— start Working data —

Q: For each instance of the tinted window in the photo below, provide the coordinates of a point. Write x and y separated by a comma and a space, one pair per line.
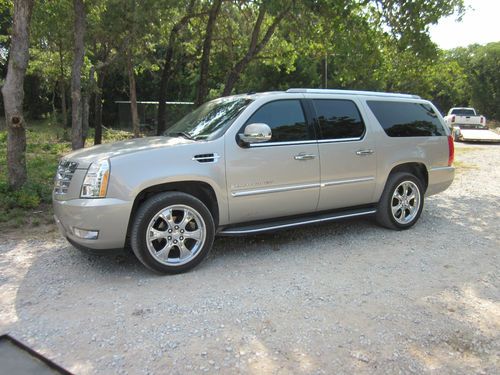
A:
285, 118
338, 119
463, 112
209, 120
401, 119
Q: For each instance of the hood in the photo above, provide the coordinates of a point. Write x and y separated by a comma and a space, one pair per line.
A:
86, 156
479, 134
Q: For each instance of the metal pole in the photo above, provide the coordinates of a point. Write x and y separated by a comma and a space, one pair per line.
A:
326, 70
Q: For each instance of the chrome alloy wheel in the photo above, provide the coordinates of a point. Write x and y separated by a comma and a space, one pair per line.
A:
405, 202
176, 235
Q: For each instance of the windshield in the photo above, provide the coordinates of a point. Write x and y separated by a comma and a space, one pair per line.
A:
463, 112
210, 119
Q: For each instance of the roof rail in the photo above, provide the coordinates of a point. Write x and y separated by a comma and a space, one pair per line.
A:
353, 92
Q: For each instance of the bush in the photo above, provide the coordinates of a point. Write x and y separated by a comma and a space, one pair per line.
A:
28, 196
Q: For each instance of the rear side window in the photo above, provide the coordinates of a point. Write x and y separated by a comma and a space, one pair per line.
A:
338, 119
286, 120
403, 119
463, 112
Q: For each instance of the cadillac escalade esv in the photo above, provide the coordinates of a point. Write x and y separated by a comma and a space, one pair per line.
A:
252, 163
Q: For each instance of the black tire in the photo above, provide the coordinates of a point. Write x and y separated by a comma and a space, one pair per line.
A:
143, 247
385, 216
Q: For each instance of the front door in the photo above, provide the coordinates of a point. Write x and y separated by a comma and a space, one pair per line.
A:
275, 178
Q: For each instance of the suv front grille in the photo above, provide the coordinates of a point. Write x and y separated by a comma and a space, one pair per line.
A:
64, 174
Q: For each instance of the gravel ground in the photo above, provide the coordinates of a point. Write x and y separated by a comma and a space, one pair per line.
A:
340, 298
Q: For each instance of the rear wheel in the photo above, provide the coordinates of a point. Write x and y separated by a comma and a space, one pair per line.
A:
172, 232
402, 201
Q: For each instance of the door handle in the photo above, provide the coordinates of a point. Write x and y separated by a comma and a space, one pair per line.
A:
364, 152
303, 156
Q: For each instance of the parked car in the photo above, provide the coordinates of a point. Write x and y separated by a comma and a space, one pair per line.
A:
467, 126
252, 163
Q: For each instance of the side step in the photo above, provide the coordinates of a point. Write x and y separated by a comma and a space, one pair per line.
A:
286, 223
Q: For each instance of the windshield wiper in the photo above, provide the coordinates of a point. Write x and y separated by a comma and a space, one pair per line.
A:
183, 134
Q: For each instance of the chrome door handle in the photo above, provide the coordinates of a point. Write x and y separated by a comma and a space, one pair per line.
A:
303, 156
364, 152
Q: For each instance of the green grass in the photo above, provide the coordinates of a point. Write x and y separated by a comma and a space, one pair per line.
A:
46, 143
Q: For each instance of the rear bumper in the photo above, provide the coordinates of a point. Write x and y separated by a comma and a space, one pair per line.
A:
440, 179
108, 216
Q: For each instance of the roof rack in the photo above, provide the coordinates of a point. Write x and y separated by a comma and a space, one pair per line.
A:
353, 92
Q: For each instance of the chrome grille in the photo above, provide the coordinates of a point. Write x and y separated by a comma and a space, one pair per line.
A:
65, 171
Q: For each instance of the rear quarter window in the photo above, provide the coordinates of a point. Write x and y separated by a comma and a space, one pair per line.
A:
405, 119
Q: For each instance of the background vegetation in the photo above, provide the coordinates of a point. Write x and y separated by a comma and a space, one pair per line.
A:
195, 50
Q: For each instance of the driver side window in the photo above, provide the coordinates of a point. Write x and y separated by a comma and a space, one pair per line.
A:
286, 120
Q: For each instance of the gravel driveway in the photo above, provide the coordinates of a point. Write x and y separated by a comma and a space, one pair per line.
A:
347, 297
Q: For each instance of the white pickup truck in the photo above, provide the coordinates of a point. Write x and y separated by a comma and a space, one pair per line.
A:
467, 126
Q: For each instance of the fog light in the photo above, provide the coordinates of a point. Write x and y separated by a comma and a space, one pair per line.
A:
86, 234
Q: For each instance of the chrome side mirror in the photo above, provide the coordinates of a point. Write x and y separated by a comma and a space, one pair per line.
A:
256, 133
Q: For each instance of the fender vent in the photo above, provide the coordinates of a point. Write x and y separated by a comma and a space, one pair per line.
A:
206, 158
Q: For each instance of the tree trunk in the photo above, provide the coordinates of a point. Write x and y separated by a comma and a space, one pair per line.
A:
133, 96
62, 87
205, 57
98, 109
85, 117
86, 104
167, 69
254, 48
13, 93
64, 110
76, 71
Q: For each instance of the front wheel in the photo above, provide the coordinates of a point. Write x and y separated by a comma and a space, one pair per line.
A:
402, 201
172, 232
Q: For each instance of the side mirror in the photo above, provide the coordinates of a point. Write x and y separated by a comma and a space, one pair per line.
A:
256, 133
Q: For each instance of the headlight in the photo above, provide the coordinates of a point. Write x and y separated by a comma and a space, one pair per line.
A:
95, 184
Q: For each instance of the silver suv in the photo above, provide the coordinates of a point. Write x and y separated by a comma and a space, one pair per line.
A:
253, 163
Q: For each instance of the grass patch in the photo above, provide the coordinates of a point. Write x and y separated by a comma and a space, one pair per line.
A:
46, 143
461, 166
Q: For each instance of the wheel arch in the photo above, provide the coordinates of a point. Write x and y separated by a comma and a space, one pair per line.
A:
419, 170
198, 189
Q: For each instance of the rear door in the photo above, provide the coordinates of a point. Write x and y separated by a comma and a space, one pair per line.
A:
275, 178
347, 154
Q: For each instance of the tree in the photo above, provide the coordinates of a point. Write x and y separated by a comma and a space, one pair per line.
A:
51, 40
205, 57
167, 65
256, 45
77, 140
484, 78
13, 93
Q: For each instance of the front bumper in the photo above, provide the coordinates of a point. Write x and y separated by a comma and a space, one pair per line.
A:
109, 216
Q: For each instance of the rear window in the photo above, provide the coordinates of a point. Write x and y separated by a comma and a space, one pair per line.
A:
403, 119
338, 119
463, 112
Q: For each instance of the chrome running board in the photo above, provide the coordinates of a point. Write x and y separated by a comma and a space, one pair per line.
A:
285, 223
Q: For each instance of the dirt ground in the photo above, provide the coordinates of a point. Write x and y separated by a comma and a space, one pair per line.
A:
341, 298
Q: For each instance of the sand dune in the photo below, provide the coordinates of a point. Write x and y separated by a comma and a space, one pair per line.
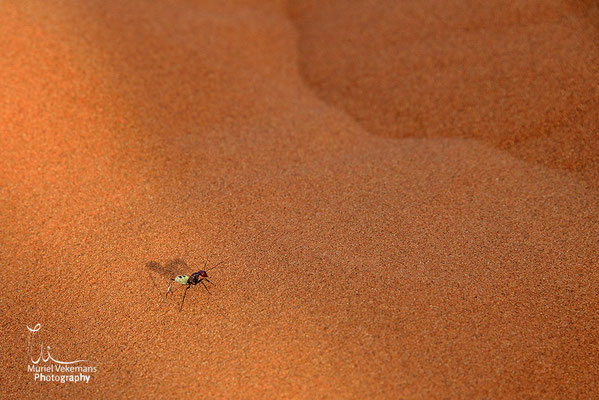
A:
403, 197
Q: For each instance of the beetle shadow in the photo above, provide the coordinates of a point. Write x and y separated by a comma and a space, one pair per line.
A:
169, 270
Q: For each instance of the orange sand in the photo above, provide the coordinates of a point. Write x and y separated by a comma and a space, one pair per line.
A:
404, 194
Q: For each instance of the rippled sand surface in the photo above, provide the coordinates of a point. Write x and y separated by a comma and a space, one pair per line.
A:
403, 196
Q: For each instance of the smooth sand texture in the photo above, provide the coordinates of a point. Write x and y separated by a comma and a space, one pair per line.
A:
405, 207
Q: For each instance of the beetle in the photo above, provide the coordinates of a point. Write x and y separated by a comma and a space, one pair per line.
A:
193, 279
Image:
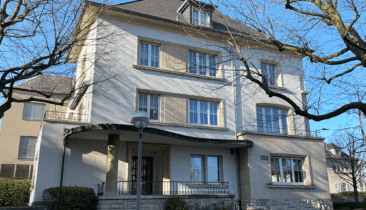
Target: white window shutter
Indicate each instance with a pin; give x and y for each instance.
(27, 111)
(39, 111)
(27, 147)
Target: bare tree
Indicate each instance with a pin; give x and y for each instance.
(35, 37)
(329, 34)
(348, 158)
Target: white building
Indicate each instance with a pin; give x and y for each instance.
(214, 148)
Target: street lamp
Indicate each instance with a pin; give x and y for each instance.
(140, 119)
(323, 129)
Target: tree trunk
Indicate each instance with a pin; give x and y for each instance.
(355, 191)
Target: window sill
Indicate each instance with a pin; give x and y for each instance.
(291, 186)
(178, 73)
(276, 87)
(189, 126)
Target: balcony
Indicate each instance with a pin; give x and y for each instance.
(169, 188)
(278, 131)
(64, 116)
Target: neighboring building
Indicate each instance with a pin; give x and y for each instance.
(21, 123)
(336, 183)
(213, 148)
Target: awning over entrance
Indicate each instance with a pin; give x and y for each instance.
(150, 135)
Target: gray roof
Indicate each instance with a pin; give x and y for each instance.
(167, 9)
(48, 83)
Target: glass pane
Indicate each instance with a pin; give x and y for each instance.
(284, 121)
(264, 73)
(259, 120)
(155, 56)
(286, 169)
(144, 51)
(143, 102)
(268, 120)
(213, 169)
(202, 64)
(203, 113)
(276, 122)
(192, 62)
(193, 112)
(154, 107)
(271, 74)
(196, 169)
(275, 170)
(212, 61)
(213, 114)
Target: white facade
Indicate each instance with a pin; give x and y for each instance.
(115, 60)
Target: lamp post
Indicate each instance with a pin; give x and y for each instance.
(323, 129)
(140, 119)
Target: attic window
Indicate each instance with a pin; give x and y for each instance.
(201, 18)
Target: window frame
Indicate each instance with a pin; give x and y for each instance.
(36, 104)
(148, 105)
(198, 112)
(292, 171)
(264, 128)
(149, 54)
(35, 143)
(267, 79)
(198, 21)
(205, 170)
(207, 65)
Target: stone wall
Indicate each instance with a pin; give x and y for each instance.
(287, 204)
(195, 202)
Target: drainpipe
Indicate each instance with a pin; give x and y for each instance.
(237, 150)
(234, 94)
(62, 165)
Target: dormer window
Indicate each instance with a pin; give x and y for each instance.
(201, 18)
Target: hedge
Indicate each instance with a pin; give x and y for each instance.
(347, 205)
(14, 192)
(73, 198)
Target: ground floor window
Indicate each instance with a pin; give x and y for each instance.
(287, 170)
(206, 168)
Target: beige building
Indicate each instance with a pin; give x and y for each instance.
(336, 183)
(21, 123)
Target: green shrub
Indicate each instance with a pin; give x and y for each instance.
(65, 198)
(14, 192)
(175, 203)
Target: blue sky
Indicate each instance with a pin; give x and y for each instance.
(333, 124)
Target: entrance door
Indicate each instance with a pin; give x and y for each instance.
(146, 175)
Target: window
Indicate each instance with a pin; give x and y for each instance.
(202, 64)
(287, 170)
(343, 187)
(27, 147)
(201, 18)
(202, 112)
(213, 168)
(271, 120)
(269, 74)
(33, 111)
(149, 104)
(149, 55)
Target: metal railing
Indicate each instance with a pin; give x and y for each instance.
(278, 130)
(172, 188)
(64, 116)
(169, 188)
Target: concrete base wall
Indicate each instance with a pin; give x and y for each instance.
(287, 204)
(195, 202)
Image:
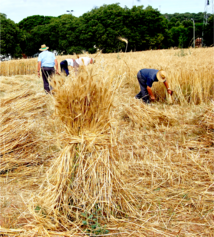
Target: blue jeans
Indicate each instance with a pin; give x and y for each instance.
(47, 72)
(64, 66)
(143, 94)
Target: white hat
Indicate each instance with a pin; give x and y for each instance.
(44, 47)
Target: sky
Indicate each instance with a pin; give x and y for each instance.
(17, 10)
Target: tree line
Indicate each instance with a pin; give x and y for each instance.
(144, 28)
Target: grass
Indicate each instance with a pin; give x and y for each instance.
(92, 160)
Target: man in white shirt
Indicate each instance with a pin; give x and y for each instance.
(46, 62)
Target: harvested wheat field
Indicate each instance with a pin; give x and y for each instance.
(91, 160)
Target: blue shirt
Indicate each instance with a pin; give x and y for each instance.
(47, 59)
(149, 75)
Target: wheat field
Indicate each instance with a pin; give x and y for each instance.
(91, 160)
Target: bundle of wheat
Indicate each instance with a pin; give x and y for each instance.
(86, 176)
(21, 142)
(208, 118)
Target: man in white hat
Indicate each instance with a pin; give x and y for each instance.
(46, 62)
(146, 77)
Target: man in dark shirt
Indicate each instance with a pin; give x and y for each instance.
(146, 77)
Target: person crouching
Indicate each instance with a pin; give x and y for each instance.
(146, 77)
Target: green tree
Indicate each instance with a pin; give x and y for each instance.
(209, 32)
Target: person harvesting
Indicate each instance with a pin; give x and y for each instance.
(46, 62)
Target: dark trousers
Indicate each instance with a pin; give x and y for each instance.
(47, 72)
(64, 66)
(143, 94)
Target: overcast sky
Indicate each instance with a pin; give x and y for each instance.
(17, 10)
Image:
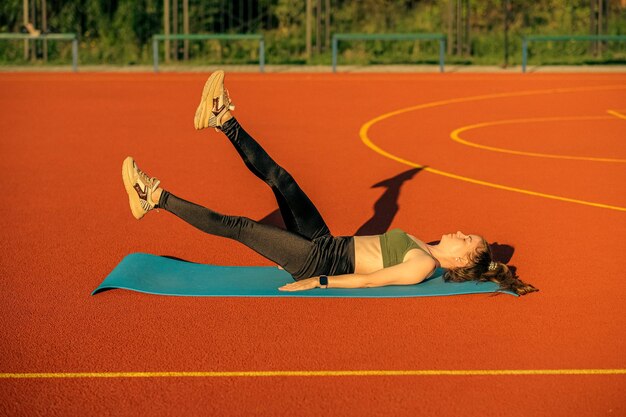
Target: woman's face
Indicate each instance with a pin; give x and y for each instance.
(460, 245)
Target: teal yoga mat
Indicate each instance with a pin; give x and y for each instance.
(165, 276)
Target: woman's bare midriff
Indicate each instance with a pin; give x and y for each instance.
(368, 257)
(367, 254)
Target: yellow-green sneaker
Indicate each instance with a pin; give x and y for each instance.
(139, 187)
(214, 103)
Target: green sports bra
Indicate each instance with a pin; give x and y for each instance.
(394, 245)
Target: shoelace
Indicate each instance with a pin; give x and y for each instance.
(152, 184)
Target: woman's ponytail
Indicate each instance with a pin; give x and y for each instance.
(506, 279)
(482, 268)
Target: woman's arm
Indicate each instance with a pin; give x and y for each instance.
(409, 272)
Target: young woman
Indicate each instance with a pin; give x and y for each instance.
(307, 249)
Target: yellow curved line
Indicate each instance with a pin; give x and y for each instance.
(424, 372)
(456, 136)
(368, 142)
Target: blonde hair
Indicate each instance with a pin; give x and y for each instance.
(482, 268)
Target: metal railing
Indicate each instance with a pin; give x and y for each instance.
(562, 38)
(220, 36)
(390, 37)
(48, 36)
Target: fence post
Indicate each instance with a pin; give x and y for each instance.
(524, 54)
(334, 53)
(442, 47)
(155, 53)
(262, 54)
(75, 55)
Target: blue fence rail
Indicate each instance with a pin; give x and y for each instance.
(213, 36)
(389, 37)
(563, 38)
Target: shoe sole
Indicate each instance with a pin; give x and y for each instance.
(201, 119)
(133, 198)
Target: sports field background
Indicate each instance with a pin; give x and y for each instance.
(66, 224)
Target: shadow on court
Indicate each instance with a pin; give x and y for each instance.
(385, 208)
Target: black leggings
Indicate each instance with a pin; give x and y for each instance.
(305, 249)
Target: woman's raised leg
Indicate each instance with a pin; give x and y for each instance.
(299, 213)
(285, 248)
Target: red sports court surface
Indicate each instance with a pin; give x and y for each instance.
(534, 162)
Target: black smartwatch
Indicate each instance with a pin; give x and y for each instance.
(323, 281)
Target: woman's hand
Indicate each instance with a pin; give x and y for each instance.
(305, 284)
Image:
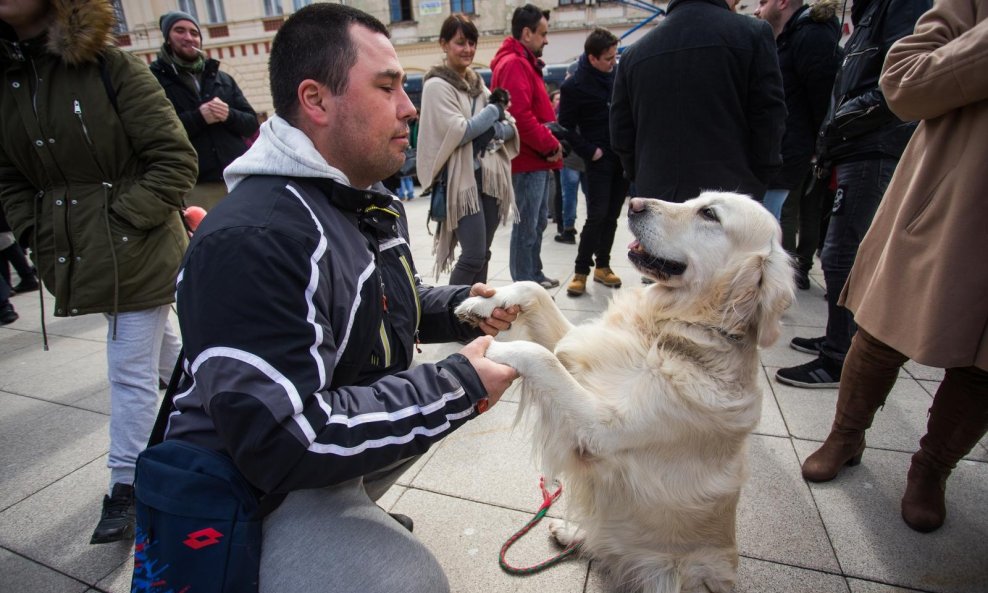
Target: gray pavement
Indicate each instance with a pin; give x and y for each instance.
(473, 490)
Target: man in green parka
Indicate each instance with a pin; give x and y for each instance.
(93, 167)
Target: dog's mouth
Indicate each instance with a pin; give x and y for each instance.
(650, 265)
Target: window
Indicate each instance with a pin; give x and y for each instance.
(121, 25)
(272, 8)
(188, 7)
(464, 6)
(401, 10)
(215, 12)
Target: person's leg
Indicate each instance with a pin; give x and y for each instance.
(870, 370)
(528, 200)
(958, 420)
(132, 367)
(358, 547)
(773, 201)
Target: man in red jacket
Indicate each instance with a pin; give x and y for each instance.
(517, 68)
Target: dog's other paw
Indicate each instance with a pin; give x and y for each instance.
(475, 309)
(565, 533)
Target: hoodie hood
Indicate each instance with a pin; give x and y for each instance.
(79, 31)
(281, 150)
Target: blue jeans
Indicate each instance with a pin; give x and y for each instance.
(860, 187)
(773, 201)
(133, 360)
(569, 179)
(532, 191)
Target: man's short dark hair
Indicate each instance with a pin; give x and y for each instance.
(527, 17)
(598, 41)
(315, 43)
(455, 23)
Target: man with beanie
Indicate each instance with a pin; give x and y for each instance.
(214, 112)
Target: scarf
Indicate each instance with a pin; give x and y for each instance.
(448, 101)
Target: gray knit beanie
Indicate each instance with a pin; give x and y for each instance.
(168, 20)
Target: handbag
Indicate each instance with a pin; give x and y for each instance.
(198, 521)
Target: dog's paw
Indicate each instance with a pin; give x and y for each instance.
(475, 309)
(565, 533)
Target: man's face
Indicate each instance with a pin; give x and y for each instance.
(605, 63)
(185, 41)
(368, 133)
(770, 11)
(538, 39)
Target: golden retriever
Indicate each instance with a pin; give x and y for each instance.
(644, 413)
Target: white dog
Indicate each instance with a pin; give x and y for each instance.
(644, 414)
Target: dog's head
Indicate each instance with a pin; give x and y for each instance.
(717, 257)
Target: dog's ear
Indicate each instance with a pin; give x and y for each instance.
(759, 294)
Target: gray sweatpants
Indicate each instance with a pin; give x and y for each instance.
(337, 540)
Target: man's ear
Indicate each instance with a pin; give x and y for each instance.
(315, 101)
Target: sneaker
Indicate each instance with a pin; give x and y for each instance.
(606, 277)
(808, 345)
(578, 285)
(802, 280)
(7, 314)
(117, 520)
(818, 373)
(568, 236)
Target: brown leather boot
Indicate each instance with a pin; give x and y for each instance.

— end Working data —

* _Required work_
Output exactly the lines between the one containing "Target: man's short dark hair" and the final line above, both inclusive.

* _Output of the exercise_
Target: man's short dark hair
Indicate each instance with a pin; give x and y for each instance.
(527, 17)
(598, 41)
(315, 43)
(455, 23)
Target: man with beanie
Indicate each instance with a pin; give x and y for each instance.
(214, 112)
Target: scarf
Indicate each instance with a pin; give x and y for each instance.
(448, 101)
Target: gray knit beanie
Indicate each instance with a pin; give x and y for each instance.
(168, 20)
Target: handbag
Indicate each instance with a pin; give x and y for each instance.
(198, 521)
Target: dog's paw
Indicate each instance with a pin; give x and y for each instance.
(475, 309)
(565, 533)
Target: man's face
Indicate each instance with a pin; give x and y for each instance.
(605, 63)
(185, 41)
(368, 133)
(770, 11)
(538, 39)
Target: golden retriever
Indicate each instance with a pin; give x and y for each instance.
(644, 413)
Target: white dog
Indicate each instance with a pin; give x and y for each instance.
(644, 414)
Target: dog's head
Indicate each instance with a pin; give x and y for each instance.
(717, 257)
Target: dog's ear
Indicate each instance with a pin; give x and y for each instance.
(759, 294)
Target: gray sweatpants
Indicate each instance with a pin; give x and y for each instance.
(337, 540)
Target: man's ear
Indicate each instance with a pin; give x and y for each instance.
(315, 101)
Target: sneaker
Indicate each instance with a pin; give x and y for each instance.
(606, 277)
(808, 345)
(578, 285)
(802, 280)
(7, 314)
(117, 520)
(818, 373)
(568, 236)
Target: brown leather boot
Indicate each instance with a pin; give x and y for each instance.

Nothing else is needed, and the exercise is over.